(Data pulled from a collection)
»»

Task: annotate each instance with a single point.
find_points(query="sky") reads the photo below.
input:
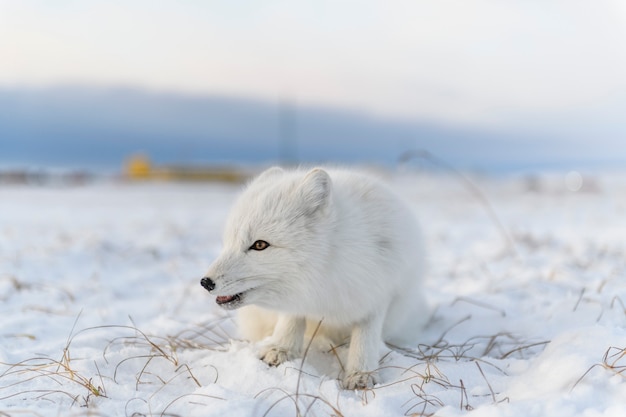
(547, 69)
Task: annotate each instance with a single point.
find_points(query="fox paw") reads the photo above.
(359, 380)
(275, 356)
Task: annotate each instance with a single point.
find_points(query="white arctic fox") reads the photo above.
(335, 246)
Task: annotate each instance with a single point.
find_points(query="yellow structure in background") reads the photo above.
(138, 167)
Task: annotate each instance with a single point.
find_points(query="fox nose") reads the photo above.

««

__YOUR GOAL__. Could you update the entries so that every "single point" becomes "one point", leaving everything else unchanged and leaving the pictures out of your answer?

__WORKED ANSWER__.
Task: annotate each instance with a one point.
find_points(query="sky") reads the photo below.
input:
(547, 69)
Task: annotate each instance with a one point.
find_points(query="fox paw") reads the photo above.
(359, 380)
(275, 356)
Task: annotate each instance with a one point.
find_points(query="white arctic fox") reads the photo above.
(335, 246)
Task: annotate each instance with a one point.
find_points(query="yellow structure in background") reads the photo above.
(138, 167)
Task: annotate each instance with a one point.
find_points(query="fox nose") reads the photo above.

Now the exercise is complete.